| Given task 1 |
Transcribe the fund prospectus passage from "None of the" up to and including "from the Fund.".
| Given task 2 |
According to the fund prospectus passage, what are all the consequences a Fund may face from paying redemption proceeds in cash instead of in-kind?

Cash Redemption Risk. Each Fund expects to effect its creations and redemptions primarily for cash due to the nature of its investments. Paying redemption proceeds in cash rather than through in-kind delivery of portfolio securities may require a Fund to dispose of or sell portfolio investments to obtain the cash needed to distribute redemption proceeds at an inopportune time. This may cause the Fund to recognize investment income and/or capital gains that it might not have recognized if it had made a redemption in-kind. As a result, the Fund may be less tax efficient and may have to pay out higher annual distributions than if the in-kind redemption process was used. As a practical matter, only institutions and large investors, such as market makers or other large broker-dealers, purchase or redeem Creation Units. Most investors will buy and sell shares of a Fund on an exchange.

 

Cayman Subsidiary. Each Fund will not invest directly in commodity futures contracts but, instead, expects to gain exposure to these investments exclusively by investing in its Subsidiary. A Fund’s investment in its Subsidiary is intended to enable that Fund to gain exposure to relevant commodity markets within the limits of current federal income tax laws applicable to investment companies such as the Funds, which limit the ability of investment companies to invest directly in commodity futures contracts. Each Subsidiary will have the same investment objective as the relevant Fund. However, the Subsidiary may invest without limitation in the Commodities Instruments. Except as otherwise noted, references to a Fund’s investments include that Fund’s indirect investments through its Subsidiary. A Fund will invest up to 25% of its total assets in the Subsidiary.

 

None of the Subsidiaries have registered under the 1940 Act and, except as noted in this Prospectus or the SAI, are each not directly subject to its investor protections. The Board has oversight responsibility for the investment activities of each Fund, including each Fund’s investments in its Subsidiary and each Fund’s role as the sole shareholder of its Subsidiary. The Advisor also serves as advisor to each Subsidiary and each Subsidiary pays a proportion of the management fee of the Advisor. The Advisor has contractually agreed to waive the equivalent portion of the management fee that it receives from the Fund.

 

Each Fund complies with the provisions of the 1940 Act governing investment policies (Section 8) and capital structure and leverage (Section 18) on an aggregate basis with the Subsidiary.

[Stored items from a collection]
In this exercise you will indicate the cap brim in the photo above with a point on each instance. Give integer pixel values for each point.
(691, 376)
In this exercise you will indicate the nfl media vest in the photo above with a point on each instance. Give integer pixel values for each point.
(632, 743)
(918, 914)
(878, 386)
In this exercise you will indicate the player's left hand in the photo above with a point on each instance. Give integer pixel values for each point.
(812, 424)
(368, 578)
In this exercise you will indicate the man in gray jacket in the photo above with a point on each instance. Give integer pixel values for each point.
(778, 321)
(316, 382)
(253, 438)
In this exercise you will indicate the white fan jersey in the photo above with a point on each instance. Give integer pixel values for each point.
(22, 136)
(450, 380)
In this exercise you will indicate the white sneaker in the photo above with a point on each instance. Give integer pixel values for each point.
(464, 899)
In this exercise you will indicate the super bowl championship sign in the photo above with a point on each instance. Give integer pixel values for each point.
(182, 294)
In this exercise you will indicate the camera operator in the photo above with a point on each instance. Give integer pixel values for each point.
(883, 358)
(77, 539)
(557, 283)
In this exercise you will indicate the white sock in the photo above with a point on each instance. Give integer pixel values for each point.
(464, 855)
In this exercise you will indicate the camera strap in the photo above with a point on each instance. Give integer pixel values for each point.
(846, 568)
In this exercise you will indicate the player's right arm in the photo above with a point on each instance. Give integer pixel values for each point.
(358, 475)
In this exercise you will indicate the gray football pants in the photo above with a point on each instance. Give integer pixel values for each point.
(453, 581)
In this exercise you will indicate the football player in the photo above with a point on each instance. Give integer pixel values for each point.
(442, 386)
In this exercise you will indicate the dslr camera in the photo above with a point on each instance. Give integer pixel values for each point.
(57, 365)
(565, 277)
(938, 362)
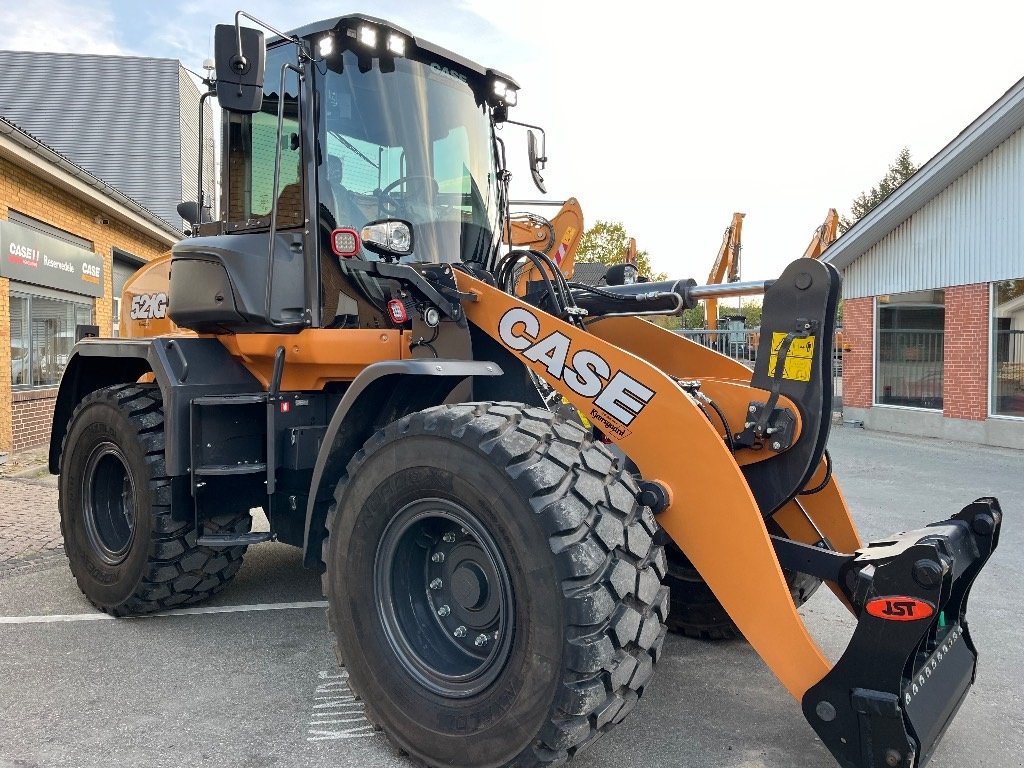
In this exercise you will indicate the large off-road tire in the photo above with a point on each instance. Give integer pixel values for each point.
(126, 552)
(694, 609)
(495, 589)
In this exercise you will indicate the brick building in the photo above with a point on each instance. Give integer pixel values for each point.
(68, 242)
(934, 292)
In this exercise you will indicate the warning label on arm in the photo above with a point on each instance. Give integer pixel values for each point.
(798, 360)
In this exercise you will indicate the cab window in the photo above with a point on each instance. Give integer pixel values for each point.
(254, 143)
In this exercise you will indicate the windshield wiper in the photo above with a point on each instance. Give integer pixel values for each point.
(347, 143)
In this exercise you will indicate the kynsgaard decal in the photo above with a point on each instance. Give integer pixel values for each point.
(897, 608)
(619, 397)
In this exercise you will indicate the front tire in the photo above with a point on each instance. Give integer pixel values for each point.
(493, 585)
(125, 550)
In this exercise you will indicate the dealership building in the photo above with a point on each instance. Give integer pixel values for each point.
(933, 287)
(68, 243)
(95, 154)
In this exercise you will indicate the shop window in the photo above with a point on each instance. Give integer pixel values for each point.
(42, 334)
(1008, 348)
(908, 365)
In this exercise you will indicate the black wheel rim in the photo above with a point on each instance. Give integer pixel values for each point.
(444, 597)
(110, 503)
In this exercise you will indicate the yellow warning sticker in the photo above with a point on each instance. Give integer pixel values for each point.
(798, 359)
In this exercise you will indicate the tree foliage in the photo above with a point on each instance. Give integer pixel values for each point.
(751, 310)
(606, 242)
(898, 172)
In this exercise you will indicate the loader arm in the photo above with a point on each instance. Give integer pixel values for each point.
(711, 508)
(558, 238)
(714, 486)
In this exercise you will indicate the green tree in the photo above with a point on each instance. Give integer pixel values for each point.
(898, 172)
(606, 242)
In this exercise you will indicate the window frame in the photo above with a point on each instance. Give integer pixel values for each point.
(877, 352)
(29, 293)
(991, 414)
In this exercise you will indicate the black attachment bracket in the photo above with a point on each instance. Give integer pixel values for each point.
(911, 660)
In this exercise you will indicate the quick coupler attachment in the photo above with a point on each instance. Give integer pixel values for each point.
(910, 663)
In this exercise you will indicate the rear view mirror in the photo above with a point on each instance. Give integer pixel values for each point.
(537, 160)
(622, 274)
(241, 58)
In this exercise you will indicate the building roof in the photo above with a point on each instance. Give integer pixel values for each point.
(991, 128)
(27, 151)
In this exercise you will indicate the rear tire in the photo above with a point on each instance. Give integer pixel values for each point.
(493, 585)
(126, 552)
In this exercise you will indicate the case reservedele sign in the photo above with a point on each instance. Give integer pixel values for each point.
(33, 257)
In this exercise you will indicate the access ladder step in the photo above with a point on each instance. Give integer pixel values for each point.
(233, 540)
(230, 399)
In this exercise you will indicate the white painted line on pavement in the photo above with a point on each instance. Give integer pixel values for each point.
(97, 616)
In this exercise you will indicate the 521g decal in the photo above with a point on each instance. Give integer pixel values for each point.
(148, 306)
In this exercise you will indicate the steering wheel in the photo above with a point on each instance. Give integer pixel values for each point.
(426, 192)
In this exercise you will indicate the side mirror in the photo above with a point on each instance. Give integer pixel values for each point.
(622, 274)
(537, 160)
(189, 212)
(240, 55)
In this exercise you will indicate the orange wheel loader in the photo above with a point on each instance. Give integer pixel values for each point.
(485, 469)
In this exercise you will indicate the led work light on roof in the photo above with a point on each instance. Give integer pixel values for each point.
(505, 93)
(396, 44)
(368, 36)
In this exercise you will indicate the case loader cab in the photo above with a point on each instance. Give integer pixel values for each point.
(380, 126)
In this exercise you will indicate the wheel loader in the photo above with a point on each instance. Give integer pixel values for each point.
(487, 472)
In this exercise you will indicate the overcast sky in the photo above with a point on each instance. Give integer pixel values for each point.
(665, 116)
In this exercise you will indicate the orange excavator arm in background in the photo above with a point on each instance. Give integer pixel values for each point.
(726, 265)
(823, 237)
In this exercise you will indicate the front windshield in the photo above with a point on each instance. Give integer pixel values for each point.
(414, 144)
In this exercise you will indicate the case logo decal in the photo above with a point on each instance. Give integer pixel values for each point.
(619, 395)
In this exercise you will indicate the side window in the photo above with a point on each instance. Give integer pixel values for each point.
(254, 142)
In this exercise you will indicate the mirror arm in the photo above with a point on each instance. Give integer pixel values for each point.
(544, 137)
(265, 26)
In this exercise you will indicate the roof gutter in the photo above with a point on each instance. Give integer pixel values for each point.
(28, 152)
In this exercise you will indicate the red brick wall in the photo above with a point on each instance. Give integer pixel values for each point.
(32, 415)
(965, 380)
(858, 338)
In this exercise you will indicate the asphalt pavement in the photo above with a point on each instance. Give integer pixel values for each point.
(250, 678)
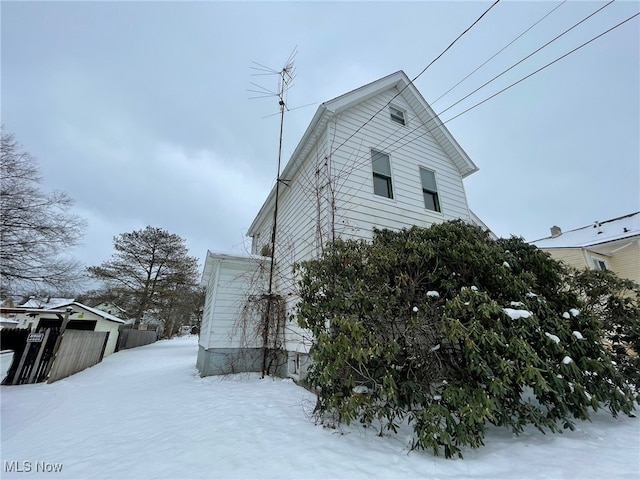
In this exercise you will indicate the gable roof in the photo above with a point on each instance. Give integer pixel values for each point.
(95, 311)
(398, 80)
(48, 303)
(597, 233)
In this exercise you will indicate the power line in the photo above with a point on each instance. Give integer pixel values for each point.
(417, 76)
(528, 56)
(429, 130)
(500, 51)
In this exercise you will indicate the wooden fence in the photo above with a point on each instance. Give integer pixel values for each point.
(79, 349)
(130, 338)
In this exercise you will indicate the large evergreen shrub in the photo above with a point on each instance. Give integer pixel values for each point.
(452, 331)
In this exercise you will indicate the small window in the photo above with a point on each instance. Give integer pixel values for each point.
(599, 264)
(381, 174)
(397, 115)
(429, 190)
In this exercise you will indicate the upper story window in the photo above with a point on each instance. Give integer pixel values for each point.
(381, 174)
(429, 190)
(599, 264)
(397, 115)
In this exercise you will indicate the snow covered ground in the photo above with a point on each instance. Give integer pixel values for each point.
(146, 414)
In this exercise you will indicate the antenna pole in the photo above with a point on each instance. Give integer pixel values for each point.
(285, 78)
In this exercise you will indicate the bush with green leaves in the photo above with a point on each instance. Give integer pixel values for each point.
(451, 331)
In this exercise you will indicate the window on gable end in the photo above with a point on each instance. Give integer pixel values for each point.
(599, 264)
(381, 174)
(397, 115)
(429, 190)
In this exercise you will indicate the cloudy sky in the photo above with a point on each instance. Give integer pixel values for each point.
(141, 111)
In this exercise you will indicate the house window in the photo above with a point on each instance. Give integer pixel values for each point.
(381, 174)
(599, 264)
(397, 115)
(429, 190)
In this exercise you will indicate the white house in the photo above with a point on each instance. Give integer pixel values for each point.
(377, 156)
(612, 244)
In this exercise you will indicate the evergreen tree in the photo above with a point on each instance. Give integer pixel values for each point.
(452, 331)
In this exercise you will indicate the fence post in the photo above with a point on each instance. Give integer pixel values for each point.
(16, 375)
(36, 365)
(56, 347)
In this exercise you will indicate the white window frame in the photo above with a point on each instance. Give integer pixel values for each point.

| Correct answer 1 |
None of the Subsidiaries have registered under the 1940 Act and, except as noted in this Prospectus or the SAI, are each not directly subject to its investor protections. The Board has oversight responsibility for the investment activities of each Fund, including each Fund’s investments in its Subsidiary and each Fund’s role as the sole shareholder of its Subsidiary. The Advisor also serves as advisor to each Subsidiary and each Subsidiary pays a proportion of the management fee of the Advisor. The Advisor has contractually agreed to waive the equivalent portion of the management fee that it receives from the Fund.

| Correct answer 2 |
- It may have to dispose of or sell portfolio investments at an inopportune time to get the cash needed.
- It may recognize investment income and/or capital gains it might not have recognized with an in-kind redemption.
- It may be less tax efficient.
- It may have to pay out higher annual distributions.